## Parts of the exercise:
a. In the post on the Diophantine supermap, do these statements agree with the post: (i) the series goes out to infinity, (ii) the author works through all six possibilities, (iii) the first possibility gives F=0? Answer each with yes or no and quote the words of the post that decide it.
b. Write out the part of the post on the Diophantine supermap from "3. ((1-D)x-2Dy)² +" to "D(u+v)² = C(D+1).", word for word.

## Source excerpt:
━━━━━━━━

Diophantine supermap for binary quadratic equations

IN a previous post I noted the discovery of an infinite series. I decided I should name it and came up with the name: Diophantine supermap for binary quadratic equations

The series starts with

1. x² + Dy² = F

2. (x-Dy)² + D(x+y)² = F(D+1)

3. ((1-D)x-2Dy)² + D(2x + (1-D)y)² = F(D+1)²

4. ((1-3D)x + (D² - 3D)y)² + D((3-D)x + (1-3D)y)² = F(D+1)³

5. ((D² - 6D + 1)x + (4D² - 4D)y)² + D((4-4D)x + (D² - 6D + 1)y)² = F(D+1)⁴

and that goes out to infinity. To get successive terms in the series you use the algebraic result that given:

u² + Dv² = C

it must be true that

(u-Dv)² + D(u+v)² = C(D+1).

And where whenever the exponent of (D+1) is even, you can have a case where you just have a multiple of x and y, so you can solve for D, which defines possible values for F in terms of x or y.

For instance with

((1-D)x-2Dy)² + D(2x + (1-D)y)² = F(D+1)²

I have six possibilities:

(1-D)x-2Dy = +/-(D+1)x or +/-(D+1)y

and

2x + (1-D)y = +/-(D+1)y or +/-(D+1)x

but I will only work through four.

Considering the first gives:

(1-D)x-2Dy = (D+1)x and 2x + (1-D)y = (D+1)y, so

x = -y, from the first and x = Dy, so D=-1. Which gives F=0.

The second gives

(1-D)x-2Dy = -(D+1)x, so x = y,

and 2x + (1-D)y = -(D+1)y, so x = -y, so x=y=0.

The third and fourth also give D=-1.

━━━━━━━━

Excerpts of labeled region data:
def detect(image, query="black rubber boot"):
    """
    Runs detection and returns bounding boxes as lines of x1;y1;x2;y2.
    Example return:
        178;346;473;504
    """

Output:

━━━━━━━━

## The solutions:
a.
(i) Yes: "and that goes out to infinity."
(ii) No: "but I will only work through four."
(iii) Yes: "Which gives F=0."

b.
3. ((1-D)x-2Dy)² + D(2x + (1-D)y)² = F(D+1)²

4. ((1-3D)x + (D² - 3D)y)² + D((3-D)x + (1-3D)y)² = F(D+1)³

5. ((D² - 6D + 1)x + (4D² - 4D)y)² + D((4-4D)x + (D² - 6D + 1)y)² = F(D+1)⁴

and that goes out to infinity. To get successive terms in the series you use the algebraic result that given:

u² + Dv² = C

it must be true that

(u-Dv)² + D(u+v)² = C(D+1).